# be very careful with clonazepam



## jonobourke (Sep 26, 2008)

I have been on clonazepam for about 18 months now and yes while it was good at the time eventually it stops working. All benzos over long term use also cause depression and sicidal thoughts in some patients (moreso depression) I am one of these people. I suffer from HPPD and when i dont take clonazepam i have terrible withdrawels and when i do take it i just feel depressed as fuck and i want to die. Yes it helps in the short term but if i was you i wouldnt make the same mistake of going on it thinking it will help. Sadly and truthfully most medications dont work, the ones like clonaz and vallium and xanax just help with the anxiety in the short term but your brain gets so used to the chemical it starts to stop working. Im going to rehab to get off the stuff, because there hasent been a day where i dont think about ending my life but i guess i think this way when im not on it either. This drug is VERY VERY addictive and apparently harder to get off than heroin and id agree with that.

stay safe


----------



## Mark (Jul 21, 2008)

I am sorry to hear you are having so much trouble.

I have had a completely different experience with clonazepam and I would be dead if I did not take it.

I have also stopped taking and had no problems.

I have never felt tired because of it either.

I guess it depends on the person.

Good luck in rehab. 
I predict what you will find getting off clonazepam is a breeze when you watch the others in rehab.


----------



## Guest (Sep 26, 2008)

It is a very stupid doctor who prescribes benzos to someone who is suicidally depressed if they are not taking an anti depressant.Are you taking any other medication?.


----------



## jonobourke (Sep 26, 2008)

Think u missed the point, clonaz in the beggining was a great help it actually gave me hope for life ect... but 18 months later it has made me dull. it dose not work anymore and its made me suicidally depressed i guess because it dosent work and also because benzos make you more depressed not to mention im addicted to the shit its gonna take 14 weeks minimum to come off it and i cant go on any anti depressents, they make me sick as fuck.

* Dataset extract:
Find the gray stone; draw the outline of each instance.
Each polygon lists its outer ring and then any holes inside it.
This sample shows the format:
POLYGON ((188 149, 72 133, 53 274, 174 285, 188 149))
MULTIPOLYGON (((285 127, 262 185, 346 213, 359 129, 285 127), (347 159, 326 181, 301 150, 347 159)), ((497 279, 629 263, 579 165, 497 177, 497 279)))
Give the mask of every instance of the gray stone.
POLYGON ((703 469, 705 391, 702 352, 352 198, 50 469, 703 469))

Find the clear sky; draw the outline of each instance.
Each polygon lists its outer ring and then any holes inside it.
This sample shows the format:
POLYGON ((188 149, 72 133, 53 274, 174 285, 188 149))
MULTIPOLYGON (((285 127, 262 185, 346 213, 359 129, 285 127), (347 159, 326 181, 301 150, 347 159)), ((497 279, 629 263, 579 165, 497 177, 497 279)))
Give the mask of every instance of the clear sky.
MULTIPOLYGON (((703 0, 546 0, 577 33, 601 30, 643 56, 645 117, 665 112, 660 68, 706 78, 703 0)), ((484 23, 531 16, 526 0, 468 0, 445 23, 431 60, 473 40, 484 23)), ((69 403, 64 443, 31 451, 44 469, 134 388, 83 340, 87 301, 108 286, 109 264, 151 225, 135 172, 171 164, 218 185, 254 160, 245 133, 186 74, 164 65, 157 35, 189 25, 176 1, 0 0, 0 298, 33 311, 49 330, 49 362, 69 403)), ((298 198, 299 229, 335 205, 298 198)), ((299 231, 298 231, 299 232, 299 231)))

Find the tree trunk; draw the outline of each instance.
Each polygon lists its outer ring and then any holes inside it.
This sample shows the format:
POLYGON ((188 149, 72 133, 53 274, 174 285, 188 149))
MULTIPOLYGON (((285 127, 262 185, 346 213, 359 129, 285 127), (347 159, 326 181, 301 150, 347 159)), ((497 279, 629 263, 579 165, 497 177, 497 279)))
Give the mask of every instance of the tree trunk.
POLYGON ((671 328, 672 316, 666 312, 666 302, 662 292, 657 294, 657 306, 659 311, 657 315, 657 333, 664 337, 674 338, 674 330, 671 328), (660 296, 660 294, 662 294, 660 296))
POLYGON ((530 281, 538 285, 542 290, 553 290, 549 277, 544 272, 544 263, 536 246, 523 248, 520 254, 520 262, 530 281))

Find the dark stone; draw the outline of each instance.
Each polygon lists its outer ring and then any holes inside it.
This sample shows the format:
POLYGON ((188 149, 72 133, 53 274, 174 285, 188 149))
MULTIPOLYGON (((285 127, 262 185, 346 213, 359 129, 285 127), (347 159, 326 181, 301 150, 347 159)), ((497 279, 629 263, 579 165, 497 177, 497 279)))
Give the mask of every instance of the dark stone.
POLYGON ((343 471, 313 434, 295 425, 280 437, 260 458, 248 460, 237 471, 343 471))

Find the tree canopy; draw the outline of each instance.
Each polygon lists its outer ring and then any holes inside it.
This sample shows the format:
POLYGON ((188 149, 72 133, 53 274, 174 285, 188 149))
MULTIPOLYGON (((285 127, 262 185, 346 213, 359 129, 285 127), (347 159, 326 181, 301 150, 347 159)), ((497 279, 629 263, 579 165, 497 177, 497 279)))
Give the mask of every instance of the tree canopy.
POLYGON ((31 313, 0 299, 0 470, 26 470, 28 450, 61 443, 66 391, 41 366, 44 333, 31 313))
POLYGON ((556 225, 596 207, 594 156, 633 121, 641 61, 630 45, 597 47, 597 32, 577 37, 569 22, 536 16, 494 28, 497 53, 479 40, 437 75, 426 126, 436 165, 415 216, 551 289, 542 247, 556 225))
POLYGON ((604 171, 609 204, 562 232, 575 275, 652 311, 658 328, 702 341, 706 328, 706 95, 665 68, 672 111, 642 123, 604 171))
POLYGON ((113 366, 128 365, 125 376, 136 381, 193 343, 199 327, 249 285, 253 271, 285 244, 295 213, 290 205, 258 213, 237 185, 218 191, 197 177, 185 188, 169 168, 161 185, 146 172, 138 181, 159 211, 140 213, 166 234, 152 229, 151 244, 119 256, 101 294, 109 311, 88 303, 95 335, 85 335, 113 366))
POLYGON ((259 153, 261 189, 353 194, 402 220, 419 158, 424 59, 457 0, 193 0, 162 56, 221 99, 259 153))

* About this task:
Reproduce the clonazepam thread word for word, from "I am sorry to" to "not take it.". The items were taken from a source unrelated to the text.

* Output:
I am sorry to hear you are having so much trouble.

I have had a completely different experience with clonazepam and I would be dead if I did not take it.